Begin Page text

Earnings management occurs when managers use judgment in recording accounts and
in transactions to change financial reporting in order to mislead some stakeholders about the
company's underlying economic performance or to even influence contractual outcomes that
depend on reported accounting numbers (Healy & Wahlen, 1999). The earnings management
practices can be attributed to diverse factors, such as the firm’s financial characteristics
(Armstrong, Barth, Jagolinzer, & Riedl, 2010), private incentives (Barth, Landsman, & Lang,
2008), and aspects related to the institutional and economic environment (Ahmad-Zaluki,
Campbell, Goodacre, 2011; Flores et al., 2016). Even though macroeconomic instability is
commonly the focus in economic theory, Arnold (2009) points out that the magnitude of
financial and economic crises calls for a fundamental reassessment of all areas of business
and economic academia, including accounting research.
Previous literature highlights that “economic conditions of the firm’s country become
critical forces in shaping managers’ disclosure choices” (Isidro & Marques, 2015, p. 95).

End Page text

**What is asked**
Continue the passage on earnings management, starting after its final sentence.

Begin Material provided

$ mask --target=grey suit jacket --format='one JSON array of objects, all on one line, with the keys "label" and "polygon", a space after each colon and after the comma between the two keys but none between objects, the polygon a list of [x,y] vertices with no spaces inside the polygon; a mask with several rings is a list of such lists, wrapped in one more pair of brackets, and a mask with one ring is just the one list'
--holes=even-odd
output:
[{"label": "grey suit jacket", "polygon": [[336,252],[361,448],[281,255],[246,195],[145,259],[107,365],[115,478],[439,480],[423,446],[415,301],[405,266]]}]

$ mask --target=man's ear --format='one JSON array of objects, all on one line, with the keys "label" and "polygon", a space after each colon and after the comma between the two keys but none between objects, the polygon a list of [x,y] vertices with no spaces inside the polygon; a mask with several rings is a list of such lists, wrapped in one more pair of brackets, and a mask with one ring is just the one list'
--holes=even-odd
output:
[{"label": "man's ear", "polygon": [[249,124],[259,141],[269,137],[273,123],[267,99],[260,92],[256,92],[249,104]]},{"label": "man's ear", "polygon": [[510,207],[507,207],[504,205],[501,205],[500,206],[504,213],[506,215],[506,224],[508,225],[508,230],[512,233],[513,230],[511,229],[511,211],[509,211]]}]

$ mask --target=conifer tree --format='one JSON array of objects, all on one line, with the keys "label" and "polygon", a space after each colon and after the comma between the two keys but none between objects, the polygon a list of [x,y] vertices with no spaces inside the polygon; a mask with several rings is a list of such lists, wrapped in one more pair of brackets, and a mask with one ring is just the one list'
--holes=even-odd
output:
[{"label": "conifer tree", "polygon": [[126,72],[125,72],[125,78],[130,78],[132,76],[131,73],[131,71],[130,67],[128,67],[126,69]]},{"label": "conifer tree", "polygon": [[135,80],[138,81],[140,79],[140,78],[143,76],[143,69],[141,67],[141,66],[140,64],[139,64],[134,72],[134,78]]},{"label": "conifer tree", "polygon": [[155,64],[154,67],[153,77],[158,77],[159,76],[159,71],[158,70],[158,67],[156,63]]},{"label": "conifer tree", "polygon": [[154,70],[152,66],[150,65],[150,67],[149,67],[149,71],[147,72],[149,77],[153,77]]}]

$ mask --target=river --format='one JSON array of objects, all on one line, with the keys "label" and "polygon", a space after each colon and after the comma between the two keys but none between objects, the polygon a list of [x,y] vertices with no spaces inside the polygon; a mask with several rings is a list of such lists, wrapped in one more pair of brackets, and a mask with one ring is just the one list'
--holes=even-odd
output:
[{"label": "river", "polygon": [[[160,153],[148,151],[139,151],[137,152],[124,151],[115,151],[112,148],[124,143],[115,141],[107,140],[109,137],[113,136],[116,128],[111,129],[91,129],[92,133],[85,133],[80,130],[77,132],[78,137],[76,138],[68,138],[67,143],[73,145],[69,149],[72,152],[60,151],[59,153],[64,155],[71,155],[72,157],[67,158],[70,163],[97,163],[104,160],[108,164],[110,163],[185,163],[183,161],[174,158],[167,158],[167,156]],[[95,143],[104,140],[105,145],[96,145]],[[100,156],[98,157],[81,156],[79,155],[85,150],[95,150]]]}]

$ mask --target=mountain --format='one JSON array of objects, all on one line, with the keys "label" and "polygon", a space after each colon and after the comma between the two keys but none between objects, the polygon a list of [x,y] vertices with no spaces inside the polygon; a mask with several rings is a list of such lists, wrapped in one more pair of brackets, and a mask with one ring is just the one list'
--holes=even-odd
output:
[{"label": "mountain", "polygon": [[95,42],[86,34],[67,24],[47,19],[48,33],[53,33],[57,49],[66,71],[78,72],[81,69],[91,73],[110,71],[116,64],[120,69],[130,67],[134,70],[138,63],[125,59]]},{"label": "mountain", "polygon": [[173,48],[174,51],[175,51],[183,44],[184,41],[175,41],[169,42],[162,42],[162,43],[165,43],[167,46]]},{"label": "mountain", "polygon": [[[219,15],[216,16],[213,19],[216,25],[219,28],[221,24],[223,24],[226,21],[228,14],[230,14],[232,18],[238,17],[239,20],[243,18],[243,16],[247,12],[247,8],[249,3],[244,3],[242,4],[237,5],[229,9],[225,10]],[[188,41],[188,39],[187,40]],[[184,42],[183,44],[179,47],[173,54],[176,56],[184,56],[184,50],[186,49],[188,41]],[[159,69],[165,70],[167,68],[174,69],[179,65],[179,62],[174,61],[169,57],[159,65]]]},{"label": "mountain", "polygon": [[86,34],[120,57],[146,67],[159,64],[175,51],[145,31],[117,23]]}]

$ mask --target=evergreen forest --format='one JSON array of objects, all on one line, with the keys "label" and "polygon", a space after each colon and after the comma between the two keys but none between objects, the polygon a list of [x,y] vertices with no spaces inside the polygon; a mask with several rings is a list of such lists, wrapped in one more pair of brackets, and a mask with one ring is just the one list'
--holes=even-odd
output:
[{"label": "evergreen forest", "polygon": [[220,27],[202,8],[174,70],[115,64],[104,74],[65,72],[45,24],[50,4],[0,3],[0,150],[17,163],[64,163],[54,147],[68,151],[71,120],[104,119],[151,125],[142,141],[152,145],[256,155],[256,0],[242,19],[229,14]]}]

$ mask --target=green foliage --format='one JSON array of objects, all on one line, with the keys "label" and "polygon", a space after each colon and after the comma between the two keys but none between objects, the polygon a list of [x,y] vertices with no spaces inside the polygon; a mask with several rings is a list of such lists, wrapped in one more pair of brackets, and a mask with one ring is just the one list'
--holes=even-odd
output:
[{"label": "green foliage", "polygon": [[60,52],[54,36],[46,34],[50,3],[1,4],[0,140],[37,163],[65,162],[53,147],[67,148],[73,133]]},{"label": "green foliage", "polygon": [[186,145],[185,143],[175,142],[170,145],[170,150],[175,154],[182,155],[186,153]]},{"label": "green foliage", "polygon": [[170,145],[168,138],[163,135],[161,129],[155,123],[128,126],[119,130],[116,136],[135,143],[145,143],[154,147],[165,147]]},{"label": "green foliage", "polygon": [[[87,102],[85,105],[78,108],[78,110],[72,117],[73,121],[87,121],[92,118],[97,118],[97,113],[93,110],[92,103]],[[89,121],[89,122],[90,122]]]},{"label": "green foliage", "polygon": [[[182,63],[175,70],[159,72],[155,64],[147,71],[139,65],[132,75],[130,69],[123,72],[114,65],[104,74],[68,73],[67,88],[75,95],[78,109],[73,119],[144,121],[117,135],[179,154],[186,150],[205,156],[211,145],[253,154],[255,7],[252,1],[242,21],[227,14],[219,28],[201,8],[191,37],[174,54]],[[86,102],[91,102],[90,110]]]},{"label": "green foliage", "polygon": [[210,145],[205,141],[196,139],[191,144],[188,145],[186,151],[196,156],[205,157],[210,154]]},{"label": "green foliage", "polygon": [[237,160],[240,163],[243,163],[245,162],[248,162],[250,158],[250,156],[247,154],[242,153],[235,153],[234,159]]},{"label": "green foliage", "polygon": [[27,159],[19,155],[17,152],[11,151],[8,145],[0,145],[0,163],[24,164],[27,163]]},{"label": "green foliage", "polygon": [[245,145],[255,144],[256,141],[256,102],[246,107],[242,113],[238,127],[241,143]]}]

End Material provided

**Output of the exercise**
Based on this assumption, several researchers documented an influence of macroeconomic
crisis on earnings management (Choi et al., 2011; Flores et al., 2016; Filip & Raffournier,
2014, Kumar & Vij, 2017). This association, among other explanations, is related to the fact
that economic environment in which the individuals are situated are capable of interfering in
the policy makers and investors strategies, given the possible feelings of insecurity that this
scenario could bring to the agents (Czaya & Hesser, 2001). Thus, the uncertainty arising from
unstable economic environments could impact managers decisions, including those related to
accounting choices and, consequently, earnings management practices.
Despite a large number of studies discussing about the consequences of macroeconomic
crises on earnings management practices, the empirical findings pointed out by these studies
are conflicting. There are empirical studies providing evidence of an increase of earning
management in financial crisis periods (Ahmad-Zaluki et al., 2011; Choi et al., 2011; Flores et
al., 2016; Han & Wang, 1998), and others that present reduction (Cimini, 2015; Costa,
Cerqueira, & Brandão, 2016; Filip & Raffournier, 2014, Kumar & Vij, 2017). Taking into
account this divergence and given the differences in the institutional environment conditions,
we propose that macroeconomic instability affect earnings management practices in
developed and emerging economies in a different way.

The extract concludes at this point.